# Task instructions:
Turn everything from the line containing "One point belongs on each instance of the glowing smiling" down to the end of the material into a Markdown table with the columns Row and Line, numbering each row and skipping blank lines. Leave the pictures out of the table.

# Record set:

##########

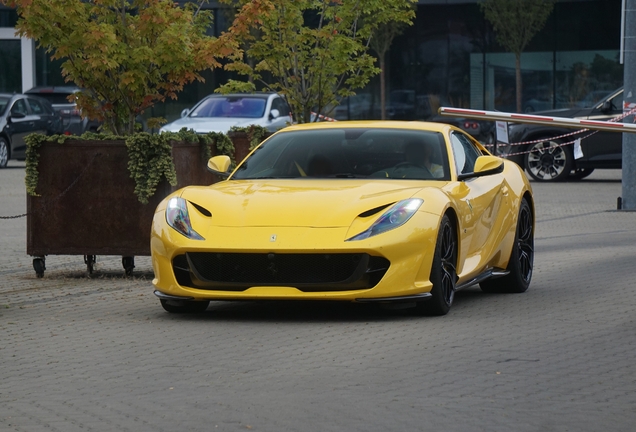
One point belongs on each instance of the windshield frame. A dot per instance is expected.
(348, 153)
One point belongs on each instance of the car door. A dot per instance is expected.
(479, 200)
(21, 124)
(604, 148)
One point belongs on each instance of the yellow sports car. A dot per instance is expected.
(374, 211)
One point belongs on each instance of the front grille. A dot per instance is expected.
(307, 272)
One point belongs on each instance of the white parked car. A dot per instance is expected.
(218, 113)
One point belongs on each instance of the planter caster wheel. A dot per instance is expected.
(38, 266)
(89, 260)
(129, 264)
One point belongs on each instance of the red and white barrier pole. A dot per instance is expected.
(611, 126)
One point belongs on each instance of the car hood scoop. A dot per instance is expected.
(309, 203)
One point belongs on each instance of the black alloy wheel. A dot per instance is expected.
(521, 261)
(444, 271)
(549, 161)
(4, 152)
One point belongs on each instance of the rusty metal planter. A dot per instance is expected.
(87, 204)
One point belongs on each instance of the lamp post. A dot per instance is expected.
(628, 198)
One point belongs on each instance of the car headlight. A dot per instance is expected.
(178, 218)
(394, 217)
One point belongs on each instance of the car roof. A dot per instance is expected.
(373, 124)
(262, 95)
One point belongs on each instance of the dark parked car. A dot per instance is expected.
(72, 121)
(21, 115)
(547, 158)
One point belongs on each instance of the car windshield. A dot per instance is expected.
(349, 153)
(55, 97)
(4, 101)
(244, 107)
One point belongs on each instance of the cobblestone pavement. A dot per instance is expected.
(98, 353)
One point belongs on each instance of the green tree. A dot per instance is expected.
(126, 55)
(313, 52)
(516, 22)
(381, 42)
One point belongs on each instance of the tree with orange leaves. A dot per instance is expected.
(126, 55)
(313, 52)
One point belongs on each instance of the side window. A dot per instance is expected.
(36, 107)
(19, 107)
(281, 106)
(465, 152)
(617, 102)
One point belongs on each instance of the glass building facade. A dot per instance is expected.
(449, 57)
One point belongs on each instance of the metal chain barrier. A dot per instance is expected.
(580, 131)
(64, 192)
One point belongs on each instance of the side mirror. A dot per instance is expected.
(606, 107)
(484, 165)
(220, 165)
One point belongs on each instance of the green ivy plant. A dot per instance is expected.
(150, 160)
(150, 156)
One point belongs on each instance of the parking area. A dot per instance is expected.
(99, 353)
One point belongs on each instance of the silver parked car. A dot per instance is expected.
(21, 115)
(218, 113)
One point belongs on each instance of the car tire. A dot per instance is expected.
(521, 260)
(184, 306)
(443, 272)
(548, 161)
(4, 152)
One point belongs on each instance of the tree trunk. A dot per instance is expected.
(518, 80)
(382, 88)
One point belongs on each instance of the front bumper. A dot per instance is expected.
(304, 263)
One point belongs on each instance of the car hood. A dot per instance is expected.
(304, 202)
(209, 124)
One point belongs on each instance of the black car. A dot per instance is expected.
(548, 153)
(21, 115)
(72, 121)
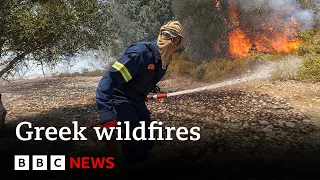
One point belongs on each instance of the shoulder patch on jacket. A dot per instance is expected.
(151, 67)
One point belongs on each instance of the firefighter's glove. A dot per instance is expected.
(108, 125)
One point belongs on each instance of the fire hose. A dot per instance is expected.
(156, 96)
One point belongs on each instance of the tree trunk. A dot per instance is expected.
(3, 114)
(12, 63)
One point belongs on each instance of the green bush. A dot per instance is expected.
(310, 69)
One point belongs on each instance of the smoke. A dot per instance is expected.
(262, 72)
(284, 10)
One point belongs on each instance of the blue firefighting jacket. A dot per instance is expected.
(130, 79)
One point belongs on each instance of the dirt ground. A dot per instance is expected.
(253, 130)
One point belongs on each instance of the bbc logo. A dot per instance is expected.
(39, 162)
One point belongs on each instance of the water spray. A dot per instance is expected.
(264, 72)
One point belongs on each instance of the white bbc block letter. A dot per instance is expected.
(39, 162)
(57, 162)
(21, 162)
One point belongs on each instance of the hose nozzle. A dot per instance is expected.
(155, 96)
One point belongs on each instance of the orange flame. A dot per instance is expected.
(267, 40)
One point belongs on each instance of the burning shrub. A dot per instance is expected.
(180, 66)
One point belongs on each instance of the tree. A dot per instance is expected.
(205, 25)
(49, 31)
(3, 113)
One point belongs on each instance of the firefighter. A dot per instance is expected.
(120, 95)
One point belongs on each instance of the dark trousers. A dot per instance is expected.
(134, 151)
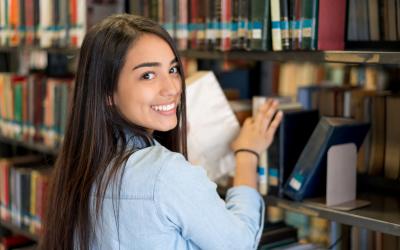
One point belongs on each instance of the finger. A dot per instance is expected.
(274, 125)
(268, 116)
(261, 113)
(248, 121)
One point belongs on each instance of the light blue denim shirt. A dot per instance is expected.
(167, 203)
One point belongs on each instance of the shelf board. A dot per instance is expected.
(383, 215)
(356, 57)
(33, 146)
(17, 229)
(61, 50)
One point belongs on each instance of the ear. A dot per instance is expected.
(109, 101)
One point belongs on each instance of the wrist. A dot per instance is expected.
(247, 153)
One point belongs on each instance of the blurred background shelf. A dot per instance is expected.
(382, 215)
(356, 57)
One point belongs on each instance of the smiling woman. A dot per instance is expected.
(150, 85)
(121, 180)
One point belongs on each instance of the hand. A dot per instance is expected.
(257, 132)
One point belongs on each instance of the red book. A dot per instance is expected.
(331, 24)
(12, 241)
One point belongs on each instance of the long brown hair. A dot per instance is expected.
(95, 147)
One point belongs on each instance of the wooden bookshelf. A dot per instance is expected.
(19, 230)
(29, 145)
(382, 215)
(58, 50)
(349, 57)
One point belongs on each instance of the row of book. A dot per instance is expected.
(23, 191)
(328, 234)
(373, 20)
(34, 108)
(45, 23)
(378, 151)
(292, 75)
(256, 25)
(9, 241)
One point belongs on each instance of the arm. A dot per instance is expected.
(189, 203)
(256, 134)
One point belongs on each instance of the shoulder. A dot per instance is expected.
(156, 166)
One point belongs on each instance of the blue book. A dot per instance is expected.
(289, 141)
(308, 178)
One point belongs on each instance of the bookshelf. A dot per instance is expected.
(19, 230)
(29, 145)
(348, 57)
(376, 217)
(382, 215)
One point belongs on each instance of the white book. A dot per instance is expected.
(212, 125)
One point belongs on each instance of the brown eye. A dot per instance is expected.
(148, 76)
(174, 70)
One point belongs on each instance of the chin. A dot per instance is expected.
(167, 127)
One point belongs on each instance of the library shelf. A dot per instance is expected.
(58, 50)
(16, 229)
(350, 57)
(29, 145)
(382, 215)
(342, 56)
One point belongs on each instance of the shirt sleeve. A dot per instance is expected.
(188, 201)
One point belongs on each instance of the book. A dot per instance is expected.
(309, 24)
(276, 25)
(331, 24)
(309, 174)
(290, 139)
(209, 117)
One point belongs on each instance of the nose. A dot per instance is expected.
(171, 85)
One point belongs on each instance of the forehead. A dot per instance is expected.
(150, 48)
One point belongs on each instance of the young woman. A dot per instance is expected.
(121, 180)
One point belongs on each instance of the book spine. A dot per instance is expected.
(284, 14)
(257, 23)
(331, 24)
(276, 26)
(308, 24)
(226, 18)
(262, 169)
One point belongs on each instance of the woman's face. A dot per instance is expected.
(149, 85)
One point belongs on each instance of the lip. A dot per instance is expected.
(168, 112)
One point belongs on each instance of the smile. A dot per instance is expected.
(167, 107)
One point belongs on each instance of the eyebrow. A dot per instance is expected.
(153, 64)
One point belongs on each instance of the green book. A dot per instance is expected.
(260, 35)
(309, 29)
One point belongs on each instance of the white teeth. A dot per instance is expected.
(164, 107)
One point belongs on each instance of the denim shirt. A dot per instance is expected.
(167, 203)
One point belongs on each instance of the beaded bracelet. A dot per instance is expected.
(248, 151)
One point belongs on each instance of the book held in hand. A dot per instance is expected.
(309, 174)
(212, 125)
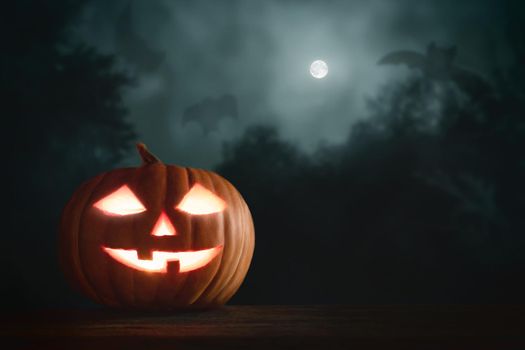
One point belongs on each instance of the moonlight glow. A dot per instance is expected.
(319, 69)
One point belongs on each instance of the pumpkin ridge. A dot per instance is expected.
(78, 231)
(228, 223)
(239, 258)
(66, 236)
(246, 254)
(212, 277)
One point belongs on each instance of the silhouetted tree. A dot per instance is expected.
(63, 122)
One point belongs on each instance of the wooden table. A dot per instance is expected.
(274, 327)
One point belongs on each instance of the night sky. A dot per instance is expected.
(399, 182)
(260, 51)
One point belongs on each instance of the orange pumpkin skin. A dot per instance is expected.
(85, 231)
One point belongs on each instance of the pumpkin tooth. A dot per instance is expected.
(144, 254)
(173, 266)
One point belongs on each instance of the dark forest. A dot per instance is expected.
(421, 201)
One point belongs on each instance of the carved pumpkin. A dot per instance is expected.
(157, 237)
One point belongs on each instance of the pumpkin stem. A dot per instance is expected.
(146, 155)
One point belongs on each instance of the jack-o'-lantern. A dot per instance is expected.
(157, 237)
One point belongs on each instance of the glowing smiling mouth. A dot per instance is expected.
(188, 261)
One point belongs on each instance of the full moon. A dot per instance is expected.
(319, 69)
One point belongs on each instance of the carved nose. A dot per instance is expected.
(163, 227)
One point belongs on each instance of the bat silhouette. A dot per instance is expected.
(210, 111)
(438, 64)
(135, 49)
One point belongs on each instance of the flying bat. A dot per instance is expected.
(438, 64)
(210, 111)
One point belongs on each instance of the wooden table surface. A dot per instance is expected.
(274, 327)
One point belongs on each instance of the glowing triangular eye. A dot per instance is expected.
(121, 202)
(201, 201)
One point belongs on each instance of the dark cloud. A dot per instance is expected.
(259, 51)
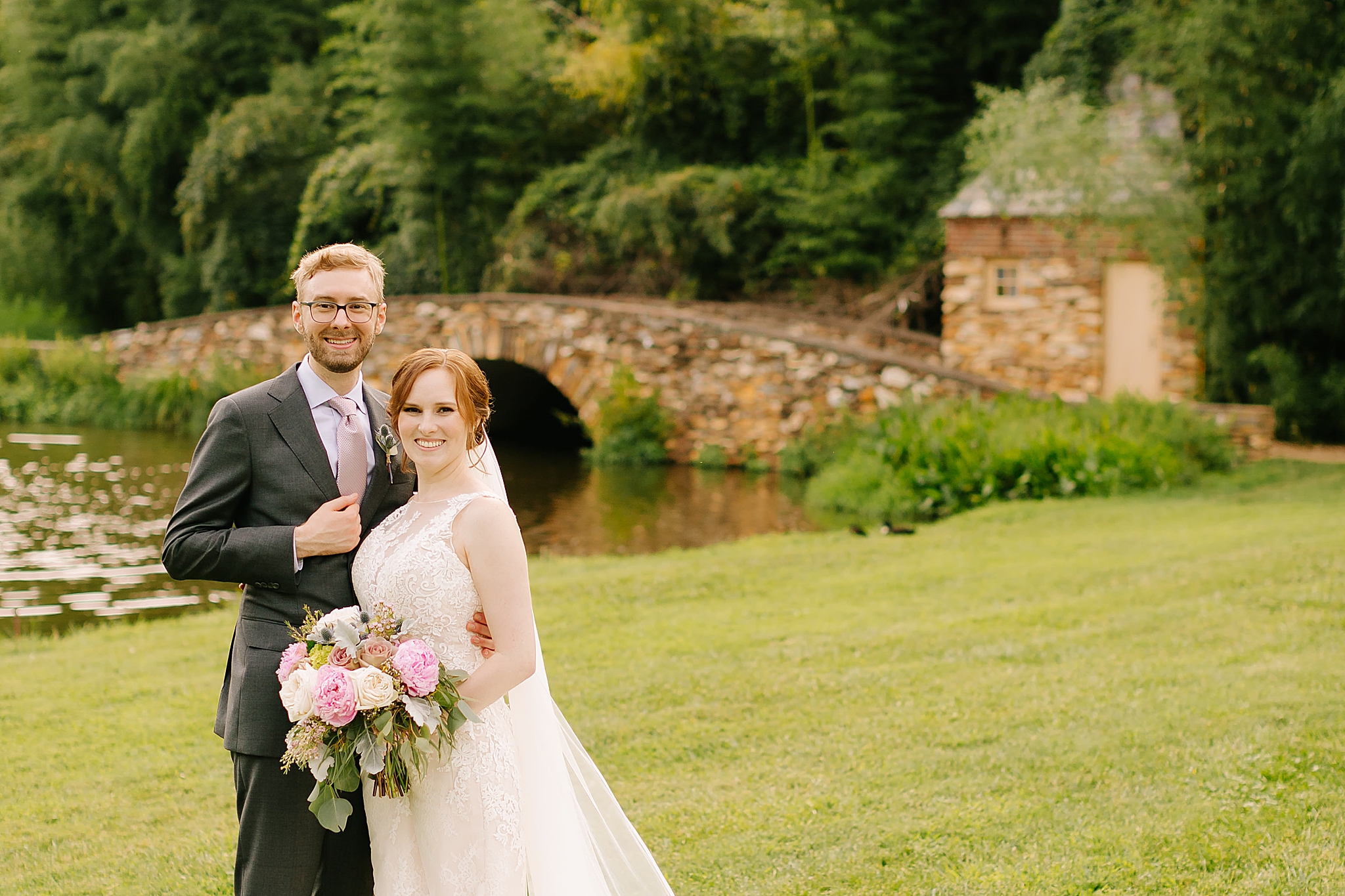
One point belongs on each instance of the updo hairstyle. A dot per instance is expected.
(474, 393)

##########

# Final result:
| Row | Line |
|---|---|
| 1 | One point belongs on each instance of the glowing smiling mouth. A dot per instance is expected. |
| 2 | (188, 261) |
| 3 | One point belongs on each instance of the full moon. A dot per instance is expected. |
| 4 | (319, 69) |
| 5 | One point belongs on each instance of the carved nose. A dot per instance is expected. |
| 6 | (163, 227) |
| 7 | One point belongs on each instance of the bat silhouette. A dot per instance is expected. |
| 8 | (210, 111) |
| 9 | (438, 64) |
| 10 | (135, 49) |
| 11 | One point belongs on each instance of the flying bat. A dot per instance is expected. |
| 12 | (438, 64) |
| 13 | (210, 111) |
| 14 | One point belongs on each instance of the wooden table surface. A dot per instance is expected. |
| 15 | (274, 327) |
| 16 | One point belongs on each instance of the glowing triangular eye. A dot per instance is expected. |
| 17 | (121, 202) |
| 18 | (201, 201) |
| 19 | One point belongs on each instance of the dark cloud. A dot per instance is expected. |
| 20 | (259, 51) |
| 21 | One point belongs on each instance of the updo hairstyle. A dot per instance is expected. |
| 22 | (474, 393) |